### Instructions to follow
Put every line of the rows below into a Markdown table with the columns No and Line, numbering each line and skipping blank ones.

══ Data listing ══

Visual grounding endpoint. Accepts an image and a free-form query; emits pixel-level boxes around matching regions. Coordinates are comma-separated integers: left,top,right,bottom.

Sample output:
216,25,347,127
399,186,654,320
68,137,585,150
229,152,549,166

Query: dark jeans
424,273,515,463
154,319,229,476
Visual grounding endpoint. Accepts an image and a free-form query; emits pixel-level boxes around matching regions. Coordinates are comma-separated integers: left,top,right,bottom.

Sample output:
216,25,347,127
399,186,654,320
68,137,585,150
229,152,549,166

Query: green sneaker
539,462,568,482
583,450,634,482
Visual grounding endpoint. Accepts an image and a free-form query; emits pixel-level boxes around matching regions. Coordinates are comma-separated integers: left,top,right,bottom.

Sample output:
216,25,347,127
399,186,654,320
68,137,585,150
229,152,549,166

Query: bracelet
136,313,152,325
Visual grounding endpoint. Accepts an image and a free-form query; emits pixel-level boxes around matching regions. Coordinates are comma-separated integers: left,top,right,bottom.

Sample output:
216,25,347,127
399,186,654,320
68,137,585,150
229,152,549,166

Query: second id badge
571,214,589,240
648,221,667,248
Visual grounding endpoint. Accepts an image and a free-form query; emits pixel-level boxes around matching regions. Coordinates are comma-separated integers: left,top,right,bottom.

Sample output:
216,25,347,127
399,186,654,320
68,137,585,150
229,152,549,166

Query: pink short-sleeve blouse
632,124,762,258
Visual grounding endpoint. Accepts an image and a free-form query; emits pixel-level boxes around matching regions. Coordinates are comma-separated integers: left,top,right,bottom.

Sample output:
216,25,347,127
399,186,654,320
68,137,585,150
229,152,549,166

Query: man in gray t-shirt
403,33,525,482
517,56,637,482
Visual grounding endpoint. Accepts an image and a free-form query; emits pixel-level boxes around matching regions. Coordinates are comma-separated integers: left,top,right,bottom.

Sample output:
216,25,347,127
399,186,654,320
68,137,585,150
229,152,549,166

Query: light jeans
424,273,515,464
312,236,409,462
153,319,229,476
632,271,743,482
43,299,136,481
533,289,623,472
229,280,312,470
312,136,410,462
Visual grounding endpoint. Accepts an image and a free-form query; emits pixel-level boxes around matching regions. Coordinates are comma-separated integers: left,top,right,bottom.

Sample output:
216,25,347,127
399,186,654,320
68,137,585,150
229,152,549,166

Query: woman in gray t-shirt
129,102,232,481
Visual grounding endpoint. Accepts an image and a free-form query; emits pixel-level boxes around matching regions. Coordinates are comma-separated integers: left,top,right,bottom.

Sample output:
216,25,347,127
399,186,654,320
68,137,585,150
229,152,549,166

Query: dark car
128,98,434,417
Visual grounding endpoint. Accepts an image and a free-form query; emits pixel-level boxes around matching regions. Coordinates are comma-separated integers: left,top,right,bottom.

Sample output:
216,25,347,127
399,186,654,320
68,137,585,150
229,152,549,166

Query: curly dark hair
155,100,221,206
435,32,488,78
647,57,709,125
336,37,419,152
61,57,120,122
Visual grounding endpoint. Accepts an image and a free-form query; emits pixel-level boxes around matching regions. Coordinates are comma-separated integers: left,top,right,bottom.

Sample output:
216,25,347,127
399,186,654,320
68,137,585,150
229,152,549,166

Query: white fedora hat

═══

### Task answer
| No | Line |
|---|---|
| 1 | Visual grounding endpoint. Accepts an image and a free-form query; emits pixel-level boxes around matching regions. Coordinates are comma-separated integers: left,top,right,bottom. |
| 2 | Sample output: |
| 3 | 216,25,347,127 |
| 4 | 399,186,654,320 |
| 5 | 68,137,585,150 |
| 6 | 229,152,549,166 |
| 7 | Query: dark jeans |
| 8 | 424,273,515,463 |
| 9 | 154,319,229,476 |
| 10 | Visual grounding endpoint. Accepts an image and a free-form query; emits pixel-level boxes around matching regions. Coordinates are comma-separated integers: left,top,right,bottom. |
| 11 | Sample output: |
| 12 | 216,25,347,127 |
| 13 | 399,186,654,320 |
| 14 | 68,137,585,150 |
| 15 | 229,152,549,166 |
| 16 | Query: green sneaker |
| 17 | 539,462,568,482 |
| 18 | 583,450,634,482 |
| 19 | Visual grounding endpoint. Accepts an image and a free-form query; emits pixel-level boxes around matching regions. Coordinates are comma-separated integers: left,top,right,bottom. |
| 20 | Sample output: |
| 21 | 216,25,347,127 |
| 22 | 399,186,654,320 |
| 23 | 68,137,585,150 |
| 24 | 229,152,549,166 |
| 25 | Query: bracelet |
| 26 | 136,313,152,325 |
| 27 | Visual grounding endpoint. Accepts an image and a free-form query; emits pixel-level boxes around matching regions. Coordinates are comma-separated integers: left,top,right,bottom. |
| 28 | Sample output: |
| 29 | 216,25,347,127 |
| 30 | 399,186,654,320 |
| 31 | 68,137,585,150 |
| 32 | 229,152,549,166 |
| 33 | Query: second id badge |
| 34 | 571,214,589,240 |
| 35 | 648,221,667,248 |
| 36 | Visual grounding endpoint. Accepts an image and a free-form query; emits pixel-level boxes around matching regions. Coordinates are comma-separated integers: left,top,right,bottom. |
| 37 | Sample output: |
| 38 | 216,25,347,127 |
| 39 | 399,186,654,320 |
| 40 | 68,137,585,150 |
| 41 | 229,152,549,166 |
| 42 | Query: pink short-sleeve blouse |
| 43 | 632,124,762,258 |
| 44 | Visual grounding endpoint. Accepts an image and a free-form query; emits pixel-level boxes around matching regions. Coordinates are comma-separated integers: left,top,right,bottom. |
| 45 | Sample output: |
| 46 | 216,25,347,127 |
| 47 | 399,186,654,320 |
| 48 | 68,137,585,150 |
| 49 | 229,152,549,166 |
| 50 | Query: man in gray t-shirt |
| 51 | 403,33,525,482 |
| 52 | 517,56,637,482 |
| 53 | Visual grounding endpoint. Accepts an image and a free-form query; emits pixel-level boxes around matching regions. Coordinates are comma-separated integers: left,top,right,bottom. |
| 54 | Sample output: |
| 55 | 216,25,347,127 |
| 56 | 399,186,654,320 |
| 57 | 68,137,585,150 |
| 58 | 229,152,549,166 |
| 59 | Query: light jeans |
| 60 | 424,273,515,464 |
| 61 | 312,236,409,462 |
| 62 | 153,319,229,476 |
| 63 | 632,271,743,482 |
| 64 | 43,299,136,481 |
| 65 | 533,289,623,472 |
| 66 | 229,280,312,470 |
| 67 | 312,136,410,462 |
| 68 | Visual grounding endpoint. Accepts an image and a free-form query; emits pixel-level boxes around matching regions. Coordinates are comma-separated integers: left,top,right,bottom. |
| 69 | Sample output: |
| 70 | 216,25,347,127 |
| 71 | 399,186,654,320 |
| 72 | 68,137,585,150 |
| 73 | 229,152,549,166 |
| 74 | Query: woman in gray t-shirt |
| 75 | 129,102,232,481 |
| 76 | Visual grounding endpoint. Accepts an image and a free-form query; emits pixel-level boxes around matching regions. Coordinates are comma-separated integers: left,top,right,bottom. |
| 77 | Sample output: |
| 78 | 216,25,347,127 |
| 79 | 399,186,654,320 |
| 80 | 68,137,585,150 |
| 81 | 229,152,549,166 |
| 82 | Query: dark car |
| 83 | 128,98,434,417 |
| 84 | Visual grounding endpoint. Accepts an image and a free-form query; emits pixel-level boxes around matching regions. Coordinates are comma-separated integers: left,top,right,bottom. |
| 85 | Sample output: |
| 86 | 216,25,347,127 |
| 87 | 399,186,654,320 |
| 88 | 68,137,585,150 |
| 89 | 229,152,549,166 |
| 90 | Query: curly dark hair |
| 91 | 155,100,221,206 |
| 92 | 435,32,488,78 |
| 93 | 647,57,709,125 |
| 94 | 336,37,419,152 |
| 95 | 61,57,120,122 |
| 96 | Visual grounding endpoint. Accepts an image and a free-form query; emits pixel-level boxes around matching regions. Coordinates are comma-separated integers: left,top,right,bottom. |
| 97 | Sample output: |
| 98 | 216,25,347,127 |
| 99 | 399,186,654,320 |
| 100 | 68,137,585,150 |
| 101 | 229,152,549,166 |
| 102 | Query: white fedora hat |